# Extrait du document
II. L'ENTRÉE DE L'AUTRICHE ET DE LA GRÈCE AU SEIN DE L'ESPACE SCHENGEN : DEUX ADHÉSIONS AU PROFIL TRÈS DIFFÉRENT

Si le dispositif des accords d'adhésion de la Grèce et de l'Autriche à Schengen apparaissent largement communs, la situation de ces deux pays au regard des "critères" Schengen se présentent de manière contrastée et pourrait décider une application différenciée de l'accord pour l'Autriche et la Grèce.

En effet, l'expérience a montré l'utilité d'organiser l'adhésion à l'accord Schengen en deux phases : l'entrée en vigueur et la mise en vigueur. L'entrée en vigueur dont les conditions sont déterminées par des accords d'adhésion (art. 5 pour l'Autriche, art. 6 pour la Grèce), intervient le premier jour du deuxième mois qui suit le dépôt des instruments de ratification par les Etats signataires de l'accord de Schengen (France, Belgique, Allemagne, Italie, Luxembourg et Pays-Bas) et la Grèce et l'Autriche.

# Données collectées

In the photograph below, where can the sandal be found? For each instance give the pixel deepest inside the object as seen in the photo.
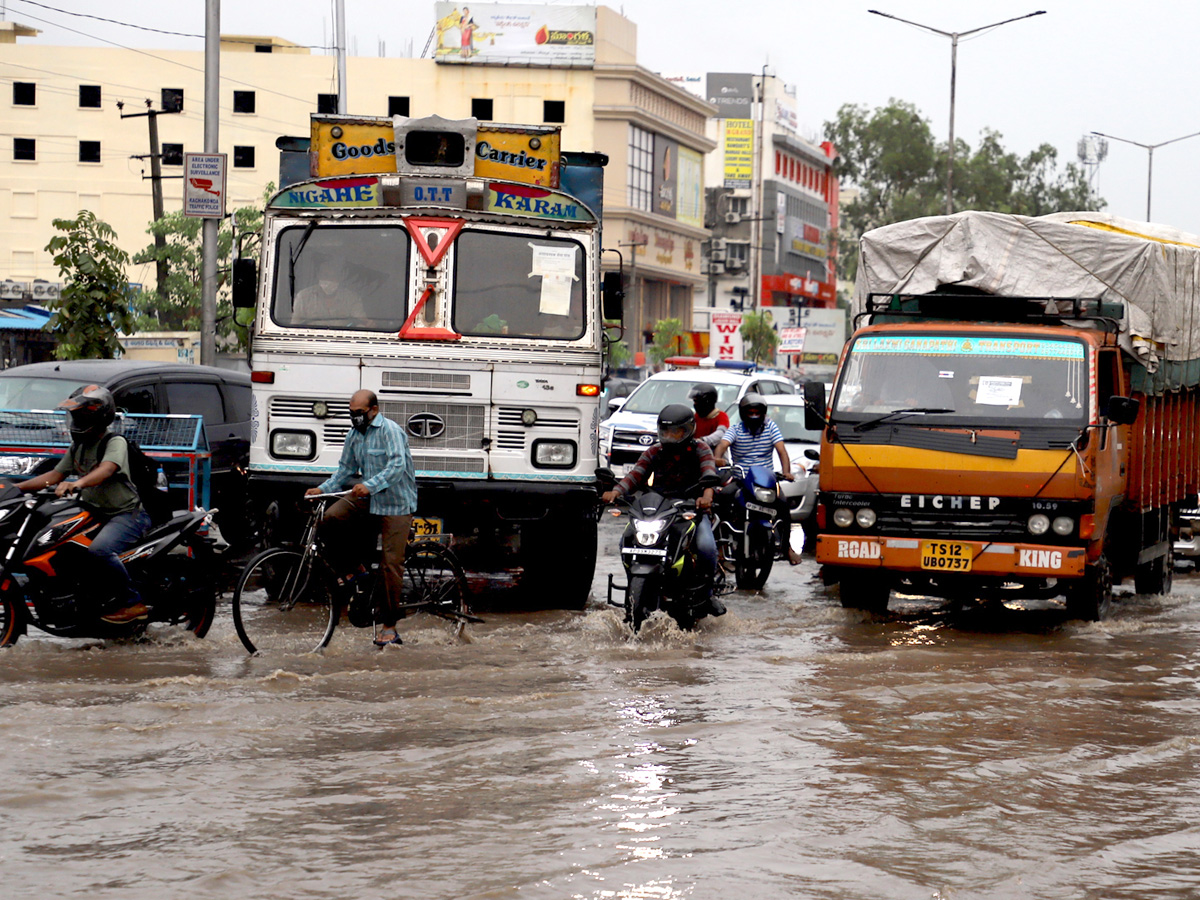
(387, 636)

# Demande 1
D'après l'extrait du document, en combien de phases l'expérience a-t-elle montré l'utilité d'organiser l'adhésion à l'accord Schengen ?
# Demande 2
Modifiez, s'il vous plaît, le passage de l'extrait du document qui commence par "Si le dispositif" et se poursuit jusqu'à "et la Grèce.", en y remplaçant "contrastée" par "divergente".

# Résultat 1
En deux phases : l'entrée en vigueur et la mise en vigueur.

# Résultat 2
Si le dispositif des accords d'adhésion de la Grèce et de l'Autriche à Schengen apparaissent largement communs, la situation de ces deux pays au regard des "critères" Schengen se présentent de manière divergente et pourrait décider une application différenciée de l'accord pour l'Autriche et la Grèce.